* [Exercise task]
Which lines in the records below contain the word "woman"? Pull out each of those lines and copy it in full.

* [Information provided]

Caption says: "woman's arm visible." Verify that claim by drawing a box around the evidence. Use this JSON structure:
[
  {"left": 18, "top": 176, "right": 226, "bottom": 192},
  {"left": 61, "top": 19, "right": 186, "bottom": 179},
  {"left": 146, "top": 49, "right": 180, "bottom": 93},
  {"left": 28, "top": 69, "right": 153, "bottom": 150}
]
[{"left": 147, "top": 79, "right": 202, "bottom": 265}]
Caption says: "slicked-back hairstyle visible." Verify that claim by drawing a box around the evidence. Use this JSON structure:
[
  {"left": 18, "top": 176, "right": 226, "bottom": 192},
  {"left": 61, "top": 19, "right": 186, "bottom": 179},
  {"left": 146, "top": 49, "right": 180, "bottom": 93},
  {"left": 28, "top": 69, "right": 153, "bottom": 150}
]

* * *

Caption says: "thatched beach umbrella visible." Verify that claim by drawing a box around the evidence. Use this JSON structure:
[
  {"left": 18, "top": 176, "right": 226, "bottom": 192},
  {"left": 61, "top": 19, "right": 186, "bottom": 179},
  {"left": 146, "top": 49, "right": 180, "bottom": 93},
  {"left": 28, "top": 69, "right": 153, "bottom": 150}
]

---

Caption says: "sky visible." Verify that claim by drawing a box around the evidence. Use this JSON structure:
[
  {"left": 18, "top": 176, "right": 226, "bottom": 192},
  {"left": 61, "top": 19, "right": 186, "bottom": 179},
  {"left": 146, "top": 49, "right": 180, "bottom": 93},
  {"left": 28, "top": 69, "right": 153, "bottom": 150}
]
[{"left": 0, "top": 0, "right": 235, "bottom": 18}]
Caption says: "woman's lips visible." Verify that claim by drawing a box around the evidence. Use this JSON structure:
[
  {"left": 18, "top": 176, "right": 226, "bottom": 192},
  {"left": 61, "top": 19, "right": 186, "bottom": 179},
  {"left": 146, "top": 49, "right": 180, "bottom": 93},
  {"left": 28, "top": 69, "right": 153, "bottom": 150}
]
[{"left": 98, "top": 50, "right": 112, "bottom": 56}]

* [Answer to the exercise]
Caption says: "woman's arm visible." Verify that claim by drawing a box around the evidence. Use this JSON structure:
Caption says: "woman's lips visible." Verify that claim by drawing a box around the evidence. Use this JSON structure:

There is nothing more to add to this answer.